=== Source text ===
_ _ _ _
You're quite possibly right, it's something i'm often thinking about - did he really delineate the two
vis viva's and work out the dependence of CoE upon CoM from first principles.. or was it just a 'happy accident' he was smart enough to follow up on?
I think he's given sufficient indication's he's aware of the importance of counter-momentum, and that it's possible he was thinking in terms of trapping and entraining the
vis viva - motion itself - for some years
after "learning the hard way" about the futility of chasing a GPE exploit. He mentions being unimpressed with others' thoughts on the issue - as would anyone who has progressed beyond OOB designs listening to more of the same - and given the latest findings that the design has to be optimised to minimise orbital inertia before the banked momentum has sufficient KE to exceed input energy, the first tentative runner he describes seems unlikely to have been an OOB design-gone-wrong, and really could only have been inspired along similar lines as here - the search for a way to reduce the CF costs of generating momentum from gravity. It's a very particular design criteria that would serve no obvious advantage in an OOB scheme..
Arguably, with regards to weight levers, an "MoI" has to be in some way confined to the axis in question - if it's just floating or swinging around then it's
own axis of rotation is the only MoI that really matters, since its orbital MoI isn't really a function of the net orbital momentum or RKE - and
that's what validates a given measure of MoI - it's the base field for mV and ½mV².. so if an acceleration of the net system
isn't likewise accelerating some internal mass in the same plane because it's swinging or rotating or changing radius on a pivoting axis, then it's not really meaningfully part of it's MoI, nor thus a function of the instantaneous net system AM or RKE.
We know CoM and CoAM. We know he (correctly) stated that mechanical OU depends upon statorless operation. We know that driving a load with an OU wheel necessarily involves offloading some momentum with that donated KE, so more momentum must be sourced. We know his wheels were vertical, and we now know that momentum
can be sourced from gravity without using a stator. We know he used internal masses changing radius, and attributed the causative principle to them and these transitions. We know these transitions produce reactionless 'inertial torque' . We know they cannot cumulatively add KE or momentum over successive cycles. But we know that the accelerations and decelerations they cause produce the opportunity to grab momentum from gravity.
We know that accumulating reactionless angular momentum is an inherently non-conservative process. We know that inelastic collisions can consolidate momentum gains. We know that axial CF is independent of orbital CF. It seems to me, he could've figured out most of this stuff the same way we have.. like he said, if it's
there, then it's just a matter of searching diligently enough. Methodically, and persistently enough. As ever, the implicit instructions for generating 'free' energy are written between the lines of its terms of conservation -
don't do the things you
need to do to conserve energy, and you won't.. and that's where the methodology, and thus inevitability, comes in.
You've got mass - inertia, angular and linear - force, accel, vel, plus 'what goes up must come down' - there's not really that many permutations is there?
Compared to the dozen or so different inter-reacting effects and properties that make EM interactions so non-linear, mechanics presents a much narrower range of interactions to try out..
..and what you quickly find is that both inertial interactions, and gravitational ones, are pretty firmly conservative within their own terms. Hence the only remaining option is
combining them - investigating
their inter-reactions..
And with angular inertias, you can't
not end up playing with MoI variations and their effects..
Dunno, all text-walled out. TL;DR, i think he'd've had to get here by the same route we did.
_ _ _ _
=== Directions for this task ===
Change "angular inertias" to "rotating masses" and give the forum post again from "And with angular" through "route we did.". The records are separate material, unconnected to the forum post.

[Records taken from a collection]
_ _ _ _
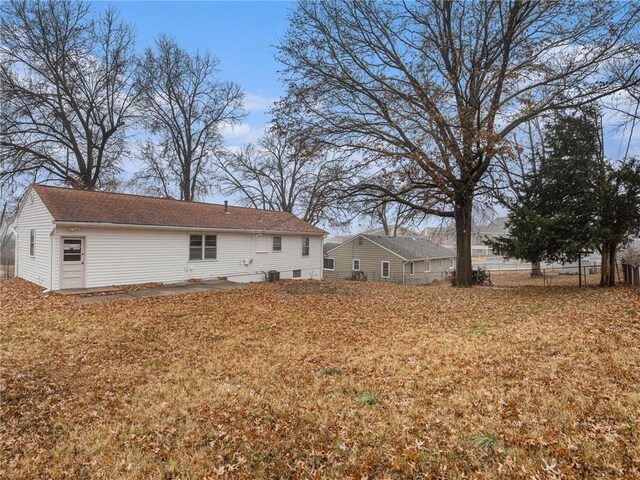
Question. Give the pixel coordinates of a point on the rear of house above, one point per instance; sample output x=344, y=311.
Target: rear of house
x=377, y=258
x=78, y=239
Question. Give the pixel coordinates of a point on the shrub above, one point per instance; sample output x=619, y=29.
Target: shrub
x=479, y=276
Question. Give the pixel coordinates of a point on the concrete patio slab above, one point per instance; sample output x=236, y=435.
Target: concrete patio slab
x=164, y=290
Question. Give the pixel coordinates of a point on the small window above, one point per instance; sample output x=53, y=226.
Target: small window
x=384, y=269
x=210, y=247
x=277, y=244
x=203, y=247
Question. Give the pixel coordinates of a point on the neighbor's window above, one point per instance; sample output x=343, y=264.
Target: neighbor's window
x=384, y=269
x=203, y=247
x=277, y=244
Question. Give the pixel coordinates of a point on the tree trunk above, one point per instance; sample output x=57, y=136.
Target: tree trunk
x=536, y=271
x=608, y=269
x=463, y=243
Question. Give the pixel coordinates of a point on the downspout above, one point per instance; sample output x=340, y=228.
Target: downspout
x=53, y=230
x=15, y=253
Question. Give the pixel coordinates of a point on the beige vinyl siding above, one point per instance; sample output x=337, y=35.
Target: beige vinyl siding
x=126, y=255
x=34, y=215
x=371, y=257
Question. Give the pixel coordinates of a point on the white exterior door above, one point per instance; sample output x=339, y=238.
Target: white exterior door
x=72, y=271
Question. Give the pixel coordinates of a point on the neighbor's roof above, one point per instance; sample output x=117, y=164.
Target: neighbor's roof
x=411, y=248
x=68, y=205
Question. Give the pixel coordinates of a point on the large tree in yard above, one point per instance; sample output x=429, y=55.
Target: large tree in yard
x=184, y=105
x=65, y=92
x=438, y=86
x=575, y=200
x=288, y=174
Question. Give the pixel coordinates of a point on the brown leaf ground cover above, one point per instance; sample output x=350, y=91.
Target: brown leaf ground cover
x=323, y=380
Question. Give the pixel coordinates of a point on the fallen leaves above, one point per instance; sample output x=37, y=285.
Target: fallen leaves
x=245, y=383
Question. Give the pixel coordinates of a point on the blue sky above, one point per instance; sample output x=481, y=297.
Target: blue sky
x=241, y=35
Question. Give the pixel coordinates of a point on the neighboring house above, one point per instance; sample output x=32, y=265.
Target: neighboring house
x=406, y=260
x=77, y=239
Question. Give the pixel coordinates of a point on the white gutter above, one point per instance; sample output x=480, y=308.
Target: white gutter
x=188, y=229
x=15, y=253
x=53, y=230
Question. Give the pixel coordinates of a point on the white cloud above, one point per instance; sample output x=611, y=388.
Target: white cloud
x=257, y=103
x=241, y=134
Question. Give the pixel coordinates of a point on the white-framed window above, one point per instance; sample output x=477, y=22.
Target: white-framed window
x=32, y=242
x=385, y=268
x=203, y=247
x=277, y=244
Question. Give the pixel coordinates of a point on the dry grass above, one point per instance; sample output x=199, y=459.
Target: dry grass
x=528, y=382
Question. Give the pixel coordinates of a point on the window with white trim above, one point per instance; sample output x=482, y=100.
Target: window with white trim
x=385, y=268
x=203, y=247
x=277, y=244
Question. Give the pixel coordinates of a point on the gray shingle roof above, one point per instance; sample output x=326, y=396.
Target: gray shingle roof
x=411, y=248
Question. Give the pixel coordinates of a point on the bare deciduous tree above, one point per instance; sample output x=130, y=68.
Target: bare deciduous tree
x=289, y=175
x=440, y=85
x=184, y=106
x=66, y=92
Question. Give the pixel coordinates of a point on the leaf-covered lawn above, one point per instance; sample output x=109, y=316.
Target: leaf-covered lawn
x=323, y=380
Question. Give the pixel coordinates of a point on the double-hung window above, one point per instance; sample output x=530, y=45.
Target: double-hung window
x=329, y=264
x=32, y=242
x=203, y=247
x=384, y=269
x=277, y=244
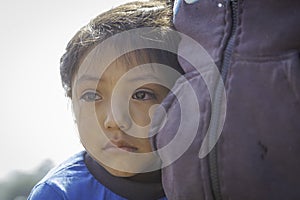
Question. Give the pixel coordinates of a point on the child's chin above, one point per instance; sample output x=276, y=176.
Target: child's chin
x=119, y=173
_ _ _ _
=== Your response ===
And with rotating masses, you can't
not end up playing with MoI variations and their effects..
Dunno, all text-walled out. TL;DR, i think he'd've had to get here by the same route we did.